(Listing)

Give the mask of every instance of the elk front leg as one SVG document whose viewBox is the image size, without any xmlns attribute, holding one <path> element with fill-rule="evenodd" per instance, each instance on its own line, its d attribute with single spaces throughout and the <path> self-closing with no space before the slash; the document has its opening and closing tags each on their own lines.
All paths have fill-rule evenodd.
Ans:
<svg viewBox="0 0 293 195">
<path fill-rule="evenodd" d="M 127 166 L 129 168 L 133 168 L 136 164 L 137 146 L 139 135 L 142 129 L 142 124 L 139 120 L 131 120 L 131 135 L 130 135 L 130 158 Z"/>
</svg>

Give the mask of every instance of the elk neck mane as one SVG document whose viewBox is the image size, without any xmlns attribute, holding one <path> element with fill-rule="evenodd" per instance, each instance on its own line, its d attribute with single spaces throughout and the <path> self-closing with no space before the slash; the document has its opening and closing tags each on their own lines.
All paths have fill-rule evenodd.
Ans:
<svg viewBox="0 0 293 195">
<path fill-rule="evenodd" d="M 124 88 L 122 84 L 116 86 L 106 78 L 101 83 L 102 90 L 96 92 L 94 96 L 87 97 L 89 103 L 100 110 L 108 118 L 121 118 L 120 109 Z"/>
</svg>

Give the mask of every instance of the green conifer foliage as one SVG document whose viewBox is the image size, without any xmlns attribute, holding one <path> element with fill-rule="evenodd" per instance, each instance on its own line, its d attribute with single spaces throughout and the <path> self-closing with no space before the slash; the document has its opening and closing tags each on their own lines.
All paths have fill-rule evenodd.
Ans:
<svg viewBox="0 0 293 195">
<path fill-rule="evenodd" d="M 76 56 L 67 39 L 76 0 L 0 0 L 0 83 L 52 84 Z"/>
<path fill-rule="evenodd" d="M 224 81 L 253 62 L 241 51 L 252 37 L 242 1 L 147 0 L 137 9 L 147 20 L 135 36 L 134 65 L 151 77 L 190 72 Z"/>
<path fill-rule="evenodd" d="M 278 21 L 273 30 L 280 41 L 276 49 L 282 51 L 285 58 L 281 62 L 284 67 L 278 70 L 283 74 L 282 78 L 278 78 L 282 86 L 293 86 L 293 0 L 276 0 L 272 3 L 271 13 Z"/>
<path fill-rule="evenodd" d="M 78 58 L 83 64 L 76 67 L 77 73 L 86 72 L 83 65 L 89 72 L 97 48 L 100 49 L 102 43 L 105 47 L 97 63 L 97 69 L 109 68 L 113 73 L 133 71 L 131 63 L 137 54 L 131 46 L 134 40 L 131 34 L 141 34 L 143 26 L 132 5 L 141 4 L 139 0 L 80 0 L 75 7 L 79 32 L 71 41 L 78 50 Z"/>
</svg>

(Problem description) Reproduce the records above verbatim, every line in its original order.

(Final result)
Give the mask of every instance of the elk front leg as one SVG document whose viewBox is the image size, without any xmlns attribute, holding one <path> element with fill-rule="evenodd" per instance, each instance on its own line, its d attribute with single spaces throughout and the <path> self-closing with no space before the slash; the document has its opening and closing tags each on their own lines.
All paths have fill-rule evenodd.
Ans:
<svg viewBox="0 0 293 195">
<path fill-rule="evenodd" d="M 127 166 L 129 168 L 133 168 L 136 164 L 137 146 L 139 135 L 142 129 L 142 124 L 139 120 L 131 120 L 131 135 L 130 135 L 130 158 Z"/>
</svg>

Give the mask of every instance of the elk neck mane as one SVG document whose viewBox is the image size, without any xmlns attribute, holding one <path> element with fill-rule="evenodd" per instance, each instance on its own line, its d attribute with single spaces throughout and the <path> self-closing with no space before the slash; the document has its opening and closing tags each on their own lines.
All paths have fill-rule evenodd.
Ans:
<svg viewBox="0 0 293 195">
<path fill-rule="evenodd" d="M 124 88 L 122 84 L 116 86 L 106 78 L 101 83 L 102 90 L 96 92 L 94 96 L 87 97 L 89 103 L 100 110 L 108 118 L 121 118 L 120 109 Z"/>
</svg>

Give the mask of every instance of the green conifer foliage as one SVG document whose viewBox is the image size, without any xmlns attribute, holding one <path> element with fill-rule="evenodd" per instance, each instance on its own line, its d attribute with single spaces throughout and the <path> self-closing with no space before the slash; the document has its opening and closing tags each on their own lines.
All paths have fill-rule evenodd.
Ans:
<svg viewBox="0 0 293 195">
<path fill-rule="evenodd" d="M 76 56 L 67 39 L 76 0 L 0 0 L 0 83 L 52 84 Z"/>
<path fill-rule="evenodd" d="M 224 81 L 253 62 L 241 51 L 252 37 L 242 1 L 147 0 L 137 9 L 147 20 L 135 36 L 134 65 L 151 77 L 190 72 Z"/>
<path fill-rule="evenodd" d="M 278 21 L 273 30 L 280 41 L 276 49 L 282 51 L 285 58 L 281 62 L 284 67 L 278 70 L 283 74 L 282 78 L 278 78 L 282 86 L 293 86 L 293 0 L 276 0 L 272 3 L 271 13 Z"/>
<path fill-rule="evenodd" d="M 78 58 L 83 64 L 76 67 L 77 73 L 86 72 L 83 65 L 89 72 L 97 48 L 100 49 L 102 43 L 105 47 L 97 63 L 97 69 L 109 68 L 113 73 L 133 71 L 131 63 L 137 54 L 131 46 L 134 40 L 131 34 L 141 34 L 143 26 L 132 5 L 141 4 L 139 0 L 80 0 L 75 7 L 79 32 L 71 41 L 78 50 Z"/>
</svg>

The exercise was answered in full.